(Data items)
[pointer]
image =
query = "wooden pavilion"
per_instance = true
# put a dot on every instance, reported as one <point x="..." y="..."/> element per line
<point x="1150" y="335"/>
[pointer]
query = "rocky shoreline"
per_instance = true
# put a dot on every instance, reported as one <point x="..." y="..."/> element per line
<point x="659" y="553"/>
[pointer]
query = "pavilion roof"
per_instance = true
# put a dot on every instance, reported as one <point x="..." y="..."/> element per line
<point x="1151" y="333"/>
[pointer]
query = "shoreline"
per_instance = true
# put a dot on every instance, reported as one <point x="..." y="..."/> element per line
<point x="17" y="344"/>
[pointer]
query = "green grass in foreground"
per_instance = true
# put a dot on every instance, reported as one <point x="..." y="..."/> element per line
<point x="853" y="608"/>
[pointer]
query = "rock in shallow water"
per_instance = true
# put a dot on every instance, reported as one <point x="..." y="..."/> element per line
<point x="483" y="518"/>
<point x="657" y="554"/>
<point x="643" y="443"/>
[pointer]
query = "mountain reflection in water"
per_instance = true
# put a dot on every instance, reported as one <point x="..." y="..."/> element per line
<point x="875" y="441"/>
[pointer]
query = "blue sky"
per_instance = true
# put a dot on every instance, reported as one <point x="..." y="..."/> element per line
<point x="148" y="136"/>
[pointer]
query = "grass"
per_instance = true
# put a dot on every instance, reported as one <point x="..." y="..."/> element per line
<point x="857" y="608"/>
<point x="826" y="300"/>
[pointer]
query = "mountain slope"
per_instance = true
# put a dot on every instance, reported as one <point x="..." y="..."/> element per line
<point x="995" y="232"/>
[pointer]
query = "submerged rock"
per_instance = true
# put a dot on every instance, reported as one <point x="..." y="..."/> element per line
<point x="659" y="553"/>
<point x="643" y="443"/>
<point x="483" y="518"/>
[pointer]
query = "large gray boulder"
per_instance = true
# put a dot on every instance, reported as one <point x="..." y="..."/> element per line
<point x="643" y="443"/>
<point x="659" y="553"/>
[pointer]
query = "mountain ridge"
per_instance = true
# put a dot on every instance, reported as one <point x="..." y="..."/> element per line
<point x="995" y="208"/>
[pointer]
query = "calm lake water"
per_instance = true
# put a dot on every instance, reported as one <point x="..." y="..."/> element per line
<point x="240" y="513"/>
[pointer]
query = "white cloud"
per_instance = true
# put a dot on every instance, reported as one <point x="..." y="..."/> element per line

Task objective: Find every line in the records that uses the string "water", then copy it.

Written solution:
query = "rock in shallow water"
query = "mountain reflection in water"
query = "calm lake water"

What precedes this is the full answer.